--- Exercise requirements ---
1/ Translate this sentence from the midday market commentary into Spanish: "The euro is holding up today at 129.42."
2/ From the midday market commentary, extract the passage between "Tuesday, October 2, 2012" and "some love today.", inclusive.

--- Source ---

— begin —

Tuesday, October 2, 2012

Keystone's Midday Market Action 10/2/12

The Spain bailout rumor supplies a strong pump to the markets. The euro pushes higher, now at 129.47, taking commodities and equities along for the ride.  UTIL is over 475. VIX is under 16. The COMPQ is leading the broad market higher, bullish.  Oil turns green now at 92.68. The SPX is testing that upper trend line highlighted on the 30-minute chart this morning at 1451-1452. The 8 MA remains above the 34 MA on the 30-minute chart, bullish.  INVE is feeling some love today.

Note Added 10/2/12 at 9:42 AM:  COMPQ is up +0.31% and SPX is up +0.28%, now moving up at about the same rate. COMPQ will dictate if the upside has any oomph, or, if it is a repeat of yesterday where tech starts to lag which will act as a weight on the markets. AAPL is up slightly.  If COMPQ leads higher the bulls will be happy today. The 20-day MA is 1445.66. The SPX was rejected on its first attempt at the 1451-1452 trend line resistance printing a HOD thus far at 1451.52. Gold continues its fight for the 1780's.

Note Added 10/2/12 at 11:21 AM:  The SPX is printing 1445.40 and the 20-day MA is 1445.50 so you can easily keep track of who is winning simply using this metric.  COMPQ is leading strongly to the upside as compared to s SPX so this is a feather in the bulls cap today and should help to elevate markets.  Likewise, the 8 MA remains above the 34 MA on the 30-minute chart, bullish.

Note Added 10/2/12 at 11:50 AM:  UTIL is at 473.76 dropping perilously close to the 472.06 which will accelerate broad market selling. The VIX is at 16.38, the highs for the day, nearing the 17.25 level that will accelerate market selling.  The SPX is dropping under the important 1441 level for today which shouild accelerate the downside. Bulls will be in big trouble if UTIL or VIX fail with the SPX under 1441, that may cause Keybot the Quant to flip short. The tension mounts. The 8 MA is about to stab down thru the 34 MA on the 30-minute chart. Tech is not leading the downside so this hints that the downside would not have a lot of oomph.

Note Added 10/2/12 at 12:06 PM:  The 8 MA stabbed down thru the 34 MA on the SPX 30-minute chart indicating market bearishness for the hours and days ahead. The euro is holding up today at 129.42. Tech does not lead lower so the markets may travel in a sideways malaise from here.

— end —

--- Entries provided ---
— begin —

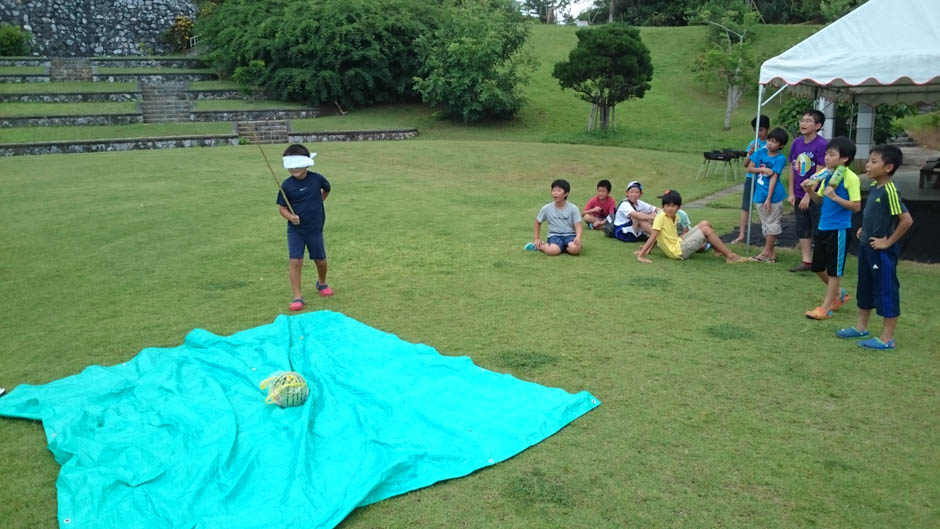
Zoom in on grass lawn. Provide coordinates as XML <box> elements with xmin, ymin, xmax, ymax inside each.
<box><xmin>0</xmin><ymin>122</ymin><xmax>232</xmax><ymax>143</ymax></box>
<box><xmin>293</xmin><ymin>26</ymin><xmax>818</xmax><ymax>153</ymax></box>
<box><xmin>0</xmin><ymin>26</ymin><xmax>817</xmax><ymax>144</ymax></box>
<box><xmin>0</xmin><ymin>101</ymin><xmax>137</xmax><ymax>117</ymax></box>
<box><xmin>0</xmin><ymin>139</ymin><xmax>940</xmax><ymax>529</ymax></box>
<box><xmin>189</xmin><ymin>81</ymin><xmax>239</xmax><ymax>90</ymax></box>
<box><xmin>95</xmin><ymin>66</ymin><xmax>215</xmax><ymax>75</ymax></box>
<box><xmin>0</xmin><ymin>66</ymin><xmax>46</xmax><ymax>75</ymax></box>
<box><xmin>0</xmin><ymin>81</ymin><xmax>137</xmax><ymax>94</ymax></box>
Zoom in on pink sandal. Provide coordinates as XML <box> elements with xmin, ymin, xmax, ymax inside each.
<box><xmin>317</xmin><ymin>281</ymin><xmax>333</xmax><ymax>297</ymax></box>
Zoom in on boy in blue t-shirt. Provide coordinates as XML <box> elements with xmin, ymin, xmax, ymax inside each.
<box><xmin>747</xmin><ymin>127</ymin><xmax>790</xmax><ymax>263</ymax></box>
<box><xmin>277</xmin><ymin>144</ymin><xmax>333</xmax><ymax>311</ymax></box>
<box><xmin>523</xmin><ymin>178</ymin><xmax>583</xmax><ymax>255</ymax></box>
<box><xmin>800</xmin><ymin>136</ymin><xmax>862</xmax><ymax>320</ymax></box>
<box><xmin>731</xmin><ymin>114</ymin><xmax>770</xmax><ymax>244</ymax></box>
<box><xmin>836</xmin><ymin>145</ymin><xmax>914</xmax><ymax>350</ymax></box>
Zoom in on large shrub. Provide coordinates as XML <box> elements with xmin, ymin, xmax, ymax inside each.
<box><xmin>0</xmin><ymin>22</ymin><xmax>33</xmax><ymax>57</ymax></box>
<box><xmin>414</xmin><ymin>0</ymin><xmax>536</xmax><ymax>122</ymax></box>
<box><xmin>198</xmin><ymin>0</ymin><xmax>439</xmax><ymax>106</ymax></box>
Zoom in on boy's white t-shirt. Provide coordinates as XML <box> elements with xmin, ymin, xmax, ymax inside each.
<box><xmin>614</xmin><ymin>200</ymin><xmax>656</xmax><ymax>236</ymax></box>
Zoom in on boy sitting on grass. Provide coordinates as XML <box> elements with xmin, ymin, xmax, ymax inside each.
<box><xmin>800</xmin><ymin>136</ymin><xmax>862</xmax><ymax>320</ymax></box>
<box><xmin>836</xmin><ymin>145</ymin><xmax>914</xmax><ymax>350</ymax></box>
<box><xmin>634</xmin><ymin>190</ymin><xmax>747</xmax><ymax>263</ymax></box>
<box><xmin>608</xmin><ymin>180</ymin><xmax>656</xmax><ymax>242</ymax></box>
<box><xmin>581</xmin><ymin>179</ymin><xmax>617</xmax><ymax>230</ymax></box>
<box><xmin>525</xmin><ymin>179</ymin><xmax>583</xmax><ymax>255</ymax></box>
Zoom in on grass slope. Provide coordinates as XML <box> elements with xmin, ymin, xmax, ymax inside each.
<box><xmin>0</xmin><ymin>140</ymin><xmax>940</xmax><ymax>529</ymax></box>
<box><xmin>0</xmin><ymin>25</ymin><xmax>817</xmax><ymax>144</ymax></box>
<box><xmin>294</xmin><ymin>26</ymin><xmax>818</xmax><ymax>152</ymax></box>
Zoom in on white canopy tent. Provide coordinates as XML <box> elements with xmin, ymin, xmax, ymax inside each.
<box><xmin>747</xmin><ymin>0</ymin><xmax>940</xmax><ymax>250</ymax></box>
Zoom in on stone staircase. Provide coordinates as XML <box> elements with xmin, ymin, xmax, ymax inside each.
<box><xmin>49</xmin><ymin>57</ymin><xmax>94</xmax><ymax>82</ymax></box>
<box><xmin>238</xmin><ymin>119</ymin><xmax>288</xmax><ymax>143</ymax></box>
<box><xmin>140</xmin><ymin>81</ymin><xmax>193</xmax><ymax>123</ymax></box>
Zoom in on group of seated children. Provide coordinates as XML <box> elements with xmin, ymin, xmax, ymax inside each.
<box><xmin>525</xmin><ymin>179</ymin><xmax>746</xmax><ymax>263</ymax></box>
<box><xmin>525</xmin><ymin>138</ymin><xmax>913</xmax><ymax>349</ymax></box>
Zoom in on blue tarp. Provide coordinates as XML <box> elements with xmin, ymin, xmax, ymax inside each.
<box><xmin>0</xmin><ymin>311</ymin><xmax>598</xmax><ymax>529</ymax></box>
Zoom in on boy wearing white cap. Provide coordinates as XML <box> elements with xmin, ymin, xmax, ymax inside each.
<box><xmin>277</xmin><ymin>144</ymin><xmax>333</xmax><ymax>311</ymax></box>
<box><xmin>612</xmin><ymin>180</ymin><xmax>656</xmax><ymax>242</ymax></box>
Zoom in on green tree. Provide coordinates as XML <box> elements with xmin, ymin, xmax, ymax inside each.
<box><xmin>691</xmin><ymin>0</ymin><xmax>759</xmax><ymax>130</ymax></box>
<box><xmin>819</xmin><ymin>0</ymin><xmax>868</xmax><ymax>22</ymax></box>
<box><xmin>552</xmin><ymin>24</ymin><xmax>653</xmax><ymax>130</ymax></box>
<box><xmin>197</xmin><ymin>0</ymin><xmax>439</xmax><ymax>107</ymax></box>
<box><xmin>522</xmin><ymin>0</ymin><xmax>571</xmax><ymax>24</ymax></box>
<box><xmin>414</xmin><ymin>0</ymin><xmax>536</xmax><ymax>122</ymax></box>
<box><xmin>578</xmin><ymin>0</ymin><xmax>693</xmax><ymax>26</ymax></box>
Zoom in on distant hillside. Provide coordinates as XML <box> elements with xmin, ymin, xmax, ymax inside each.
<box><xmin>295</xmin><ymin>25</ymin><xmax>818</xmax><ymax>152</ymax></box>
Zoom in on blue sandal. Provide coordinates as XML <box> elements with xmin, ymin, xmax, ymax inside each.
<box><xmin>836</xmin><ymin>325</ymin><xmax>868</xmax><ymax>338</ymax></box>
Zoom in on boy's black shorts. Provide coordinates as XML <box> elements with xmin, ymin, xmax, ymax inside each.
<box><xmin>810</xmin><ymin>229</ymin><xmax>849</xmax><ymax>277</ymax></box>
<box><xmin>793</xmin><ymin>200</ymin><xmax>821</xmax><ymax>239</ymax></box>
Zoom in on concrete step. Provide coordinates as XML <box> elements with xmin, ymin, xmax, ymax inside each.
<box><xmin>236</xmin><ymin>120</ymin><xmax>288</xmax><ymax>143</ymax></box>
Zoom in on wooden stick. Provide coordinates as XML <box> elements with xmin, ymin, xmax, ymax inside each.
<box><xmin>251</xmin><ymin>129</ymin><xmax>297</xmax><ymax>217</ymax></box>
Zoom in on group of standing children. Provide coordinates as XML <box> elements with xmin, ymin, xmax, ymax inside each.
<box><xmin>526</xmin><ymin>110</ymin><xmax>913</xmax><ymax>350</ymax></box>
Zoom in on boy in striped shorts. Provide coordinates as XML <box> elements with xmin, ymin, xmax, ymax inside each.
<box><xmin>836</xmin><ymin>145</ymin><xmax>914</xmax><ymax>350</ymax></box>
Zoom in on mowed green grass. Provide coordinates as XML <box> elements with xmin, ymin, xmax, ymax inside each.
<box><xmin>293</xmin><ymin>25</ymin><xmax>818</xmax><ymax>153</ymax></box>
<box><xmin>0</xmin><ymin>140</ymin><xmax>940</xmax><ymax>529</ymax></box>
<box><xmin>0</xmin><ymin>25</ymin><xmax>817</xmax><ymax>145</ymax></box>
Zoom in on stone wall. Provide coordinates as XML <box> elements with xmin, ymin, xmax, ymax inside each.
<box><xmin>0</xmin><ymin>0</ymin><xmax>195</xmax><ymax>57</ymax></box>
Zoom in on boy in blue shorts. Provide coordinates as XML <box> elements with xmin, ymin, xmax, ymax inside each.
<box><xmin>276</xmin><ymin>144</ymin><xmax>333</xmax><ymax>311</ymax></box>
<box><xmin>525</xmin><ymin>179</ymin><xmax>583</xmax><ymax>255</ymax></box>
<box><xmin>747</xmin><ymin>127</ymin><xmax>790</xmax><ymax>263</ymax></box>
<box><xmin>731</xmin><ymin>114</ymin><xmax>770</xmax><ymax>244</ymax></box>
<box><xmin>836</xmin><ymin>145</ymin><xmax>914</xmax><ymax>350</ymax></box>
<box><xmin>800</xmin><ymin>136</ymin><xmax>862</xmax><ymax>320</ymax></box>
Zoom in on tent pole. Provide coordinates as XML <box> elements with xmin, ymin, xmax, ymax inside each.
<box><xmin>744</xmin><ymin>84</ymin><xmax>768</xmax><ymax>257</ymax></box>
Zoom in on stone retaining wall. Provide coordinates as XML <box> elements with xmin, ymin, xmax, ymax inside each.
<box><xmin>0</xmin><ymin>105</ymin><xmax>320</xmax><ymax>128</ymax></box>
<box><xmin>0</xmin><ymin>73</ymin><xmax>49</xmax><ymax>83</ymax></box>
<box><xmin>0</xmin><ymin>129</ymin><xmax>418</xmax><ymax>156</ymax></box>
<box><xmin>91</xmin><ymin>57</ymin><xmax>206</xmax><ymax>68</ymax></box>
<box><xmin>0</xmin><ymin>0</ymin><xmax>196</xmax><ymax>57</ymax></box>
<box><xmin>0</xmin><ymin>57</ymin><xmax>49</xmax><ymax>67</ymax></box>
<box><xmin>0</xmin><ymin>134</ymin><xmax>238</xmax><ymax>156</ymax></box>
<box><xmin>0</xmin><ymin>90</ymin><xmax>247</xmax><ymax>103</ymax></box>
<box><xmin>93</xmin><ymin>72</ymin><xmax>219</xmax><ymax>83</ymax></box>
<box><xmin>0</xmin><ymin>92</ymin><xmax>140</xmax><ymax>103</ymax></box>
<box><xmin>186</xmin><ymin>90</ymin><xmax>242</xmax><ymax>100</ymax></box>
<box><xmin>287</xmin><ymin>129</ymin><xmax>418</xmax><ymax>143</ymax></box>
<box><xmin>192</xmin><ymin>108</ymin><xmax>320</xmax><ymax>121</ymax></box>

— end —

--- Solution set ---
1/ El euro se mantiene firme hoy en 129.42.

2/
Tuesday, October 2, 2012

Keystone's Midday Market Action 10/2/12

The Spain bailout rumor supplies a strong pump to the markets. The euro pushes higher, now at 129.47, taking commodities and equities along for the ride.  UTIL is over 475. VIX is under 16. The COMPQ is leading the broad market higher, bullish.  Oil turns green now at 92.68. The SPX is testing that upper trend line highlighted on the 30-minute chart this morning at 1451-1452. The 8 MA remains above the 34 MA on the 30-minute chart, bullish.  INVE is feeling some love today.